- Directive
Pick out every line of the records below that contains the string "horse", and copy each of those lines. Case counts when matching.

Stored items
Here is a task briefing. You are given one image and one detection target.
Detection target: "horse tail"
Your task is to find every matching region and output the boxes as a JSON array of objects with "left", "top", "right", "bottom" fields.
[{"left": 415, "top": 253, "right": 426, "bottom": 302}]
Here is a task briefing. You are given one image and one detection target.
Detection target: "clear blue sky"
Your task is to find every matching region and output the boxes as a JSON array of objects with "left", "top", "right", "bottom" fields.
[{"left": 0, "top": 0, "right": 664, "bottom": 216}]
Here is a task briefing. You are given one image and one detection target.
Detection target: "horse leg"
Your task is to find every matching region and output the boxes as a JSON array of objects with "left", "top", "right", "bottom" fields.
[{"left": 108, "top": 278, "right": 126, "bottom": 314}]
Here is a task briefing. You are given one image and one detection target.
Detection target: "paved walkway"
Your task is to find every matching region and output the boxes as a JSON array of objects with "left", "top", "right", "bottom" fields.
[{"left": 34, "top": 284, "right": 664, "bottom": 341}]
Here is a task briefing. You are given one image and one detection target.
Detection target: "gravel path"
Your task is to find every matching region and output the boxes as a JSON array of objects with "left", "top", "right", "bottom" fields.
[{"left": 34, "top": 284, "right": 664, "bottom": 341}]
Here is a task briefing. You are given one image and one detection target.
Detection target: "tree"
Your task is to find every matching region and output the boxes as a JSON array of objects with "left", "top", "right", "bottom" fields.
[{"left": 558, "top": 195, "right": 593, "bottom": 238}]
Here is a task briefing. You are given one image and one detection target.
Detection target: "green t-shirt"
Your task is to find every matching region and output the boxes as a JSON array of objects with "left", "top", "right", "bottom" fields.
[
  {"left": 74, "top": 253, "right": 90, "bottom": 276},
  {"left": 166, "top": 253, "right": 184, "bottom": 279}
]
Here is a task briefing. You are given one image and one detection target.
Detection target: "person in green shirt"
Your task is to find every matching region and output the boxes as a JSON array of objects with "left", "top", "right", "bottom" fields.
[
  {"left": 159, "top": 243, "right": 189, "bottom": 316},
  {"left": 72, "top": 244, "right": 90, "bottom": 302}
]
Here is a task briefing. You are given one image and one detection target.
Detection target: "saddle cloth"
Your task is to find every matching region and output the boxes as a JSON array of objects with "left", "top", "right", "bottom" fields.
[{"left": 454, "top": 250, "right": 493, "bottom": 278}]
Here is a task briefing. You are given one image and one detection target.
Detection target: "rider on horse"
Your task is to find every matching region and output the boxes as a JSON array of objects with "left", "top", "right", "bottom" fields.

- Finished exercise
Detection target: "horse tail"
Detection target: "horse leg"
Detection target: "rider on horse"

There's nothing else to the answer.